Stored data -
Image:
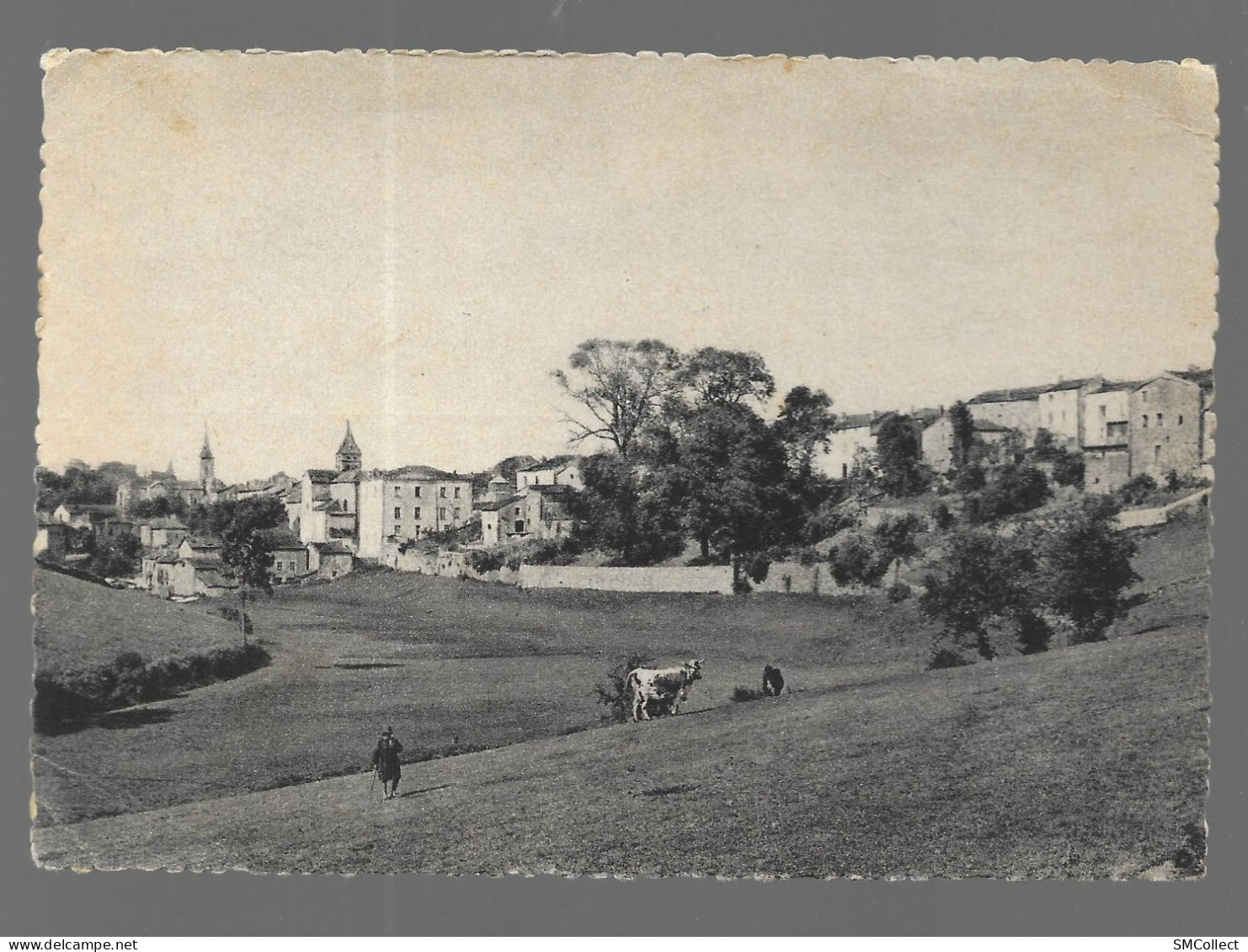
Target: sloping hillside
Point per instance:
(1087, 761)
(79, 624)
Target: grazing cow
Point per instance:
(663, 687)
(773, 682)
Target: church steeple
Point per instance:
(207, 465)
(349, 455)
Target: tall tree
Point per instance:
(963, 433)
(899, 455)
(719, 377)
(1086, 566)
(626, 511)
(621, 385)
(246, 553)
(804, 426)
(732, 475)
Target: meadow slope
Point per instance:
(1084, 763)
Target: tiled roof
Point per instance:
(331, 548)
(986, 426)
(282, 540)
(553, 463)
(413, 472)
(1202, 378)
(491, 506)
(1010, 396)
(1071, 385)
(854, 421)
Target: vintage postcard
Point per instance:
(637, 465)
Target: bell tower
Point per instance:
(207, 465)
(349, 455)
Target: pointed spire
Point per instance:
(349, 442)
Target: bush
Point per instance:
(758, 566)
(945, 657)
(970, 478)
(942, 518)
(855, 561)
(898, 592)
(483, 561)
(1069, 468)
(1016, 489)
(1137, 489)
(613, 693)
(67, 699)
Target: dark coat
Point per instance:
(386, 758)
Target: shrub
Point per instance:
(483, 561)
(1069, 468)
(1137, 489)
(1016, 489)
(613, 693)
(970, 478)
(67, 699)
(856, 561)
(756, 566)
(942, 518)
(944, 657)
(898, 592)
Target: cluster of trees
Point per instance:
(1069, 572)
(691, 455)
(80, 484)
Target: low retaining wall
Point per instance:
(707, 578)
(1139, 518)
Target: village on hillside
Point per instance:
(1106, 432)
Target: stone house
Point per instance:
(403, 504)
(851, 433)
(1017, 408)
(329, 559)
(557, 471)
(1061, 411)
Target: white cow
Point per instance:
(663, 687)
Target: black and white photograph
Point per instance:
(634, 465)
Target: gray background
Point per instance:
(45, 903)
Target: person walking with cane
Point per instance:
(386, 763)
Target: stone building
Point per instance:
(403, 504)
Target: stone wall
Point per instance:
(707, 578)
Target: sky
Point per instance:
(271, 245)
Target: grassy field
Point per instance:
(467, 665)
(1085, 763)
(80, 625)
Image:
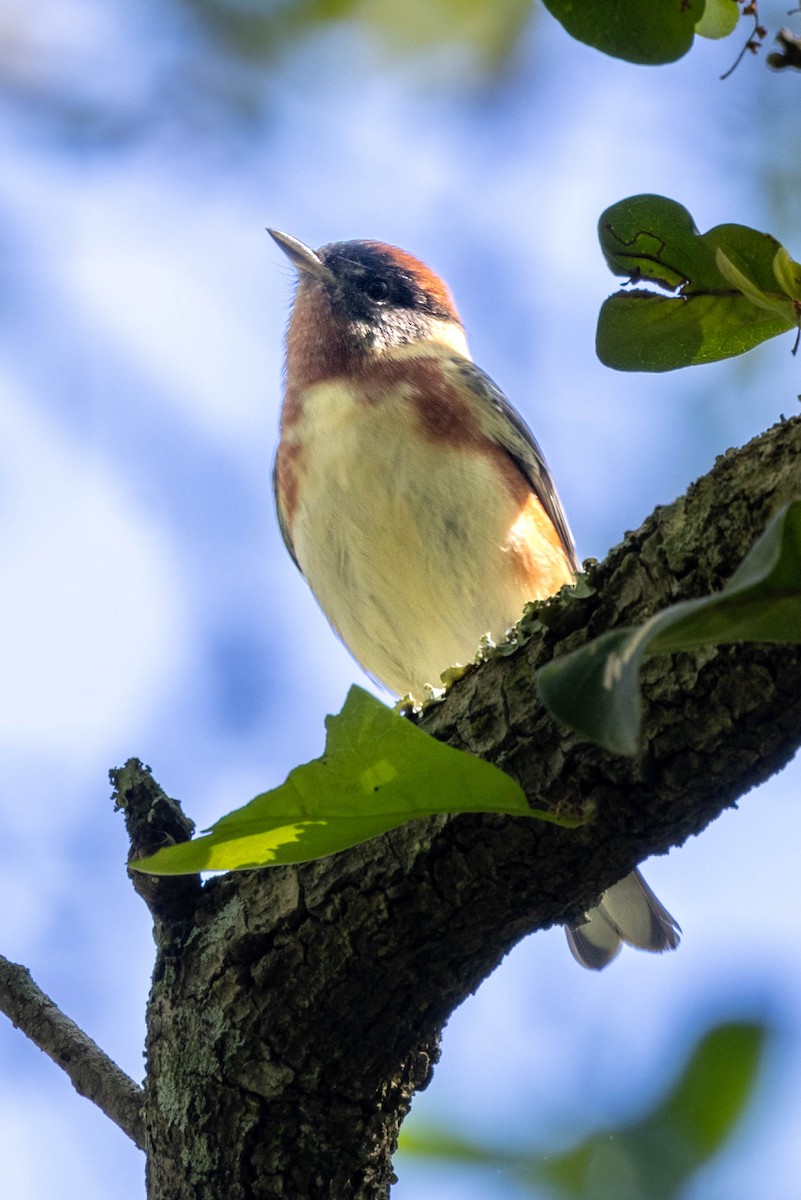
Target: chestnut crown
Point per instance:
(366, 297)
(368, 277)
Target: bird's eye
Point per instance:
(377, 288)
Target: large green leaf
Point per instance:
(378, 771)
(732, 288)
(654, 1157)
(596, 690)
(646, 31)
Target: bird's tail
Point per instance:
(627, 912)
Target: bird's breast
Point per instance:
(416, 533)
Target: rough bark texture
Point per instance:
(294, 1012)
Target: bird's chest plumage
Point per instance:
(403, 521)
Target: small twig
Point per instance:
(754, 39)
(789, 54)
(155, 820)
(90, 1071)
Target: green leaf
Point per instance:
(596, 690)
(658, 1155)
(648, 31)
(732, 288)
(378, 772)
(720, 18)
(655, 1156)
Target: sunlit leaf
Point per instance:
(646, 31)
(378, 772)
(720, 18)
(596, 689)
(732, 288)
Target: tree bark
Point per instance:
(295, 1011)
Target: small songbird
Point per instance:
(415, 499)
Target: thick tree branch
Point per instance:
(91, 1072)
(299, 1012)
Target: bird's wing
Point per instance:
(506, 427)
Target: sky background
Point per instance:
(149, 606)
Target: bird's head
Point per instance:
(357, 300)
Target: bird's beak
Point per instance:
(305, 259)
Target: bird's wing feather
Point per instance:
(506, 427)
(283, 525)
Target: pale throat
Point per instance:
(438, 336)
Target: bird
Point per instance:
(416, 502)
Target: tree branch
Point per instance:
(152, 820)
(302, 1008)
(91, 1072)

Exercise instructions - Go through the data above and copy each line that holds the word "wall".

Answer space -
Target: low retaining wall
Target: stone wall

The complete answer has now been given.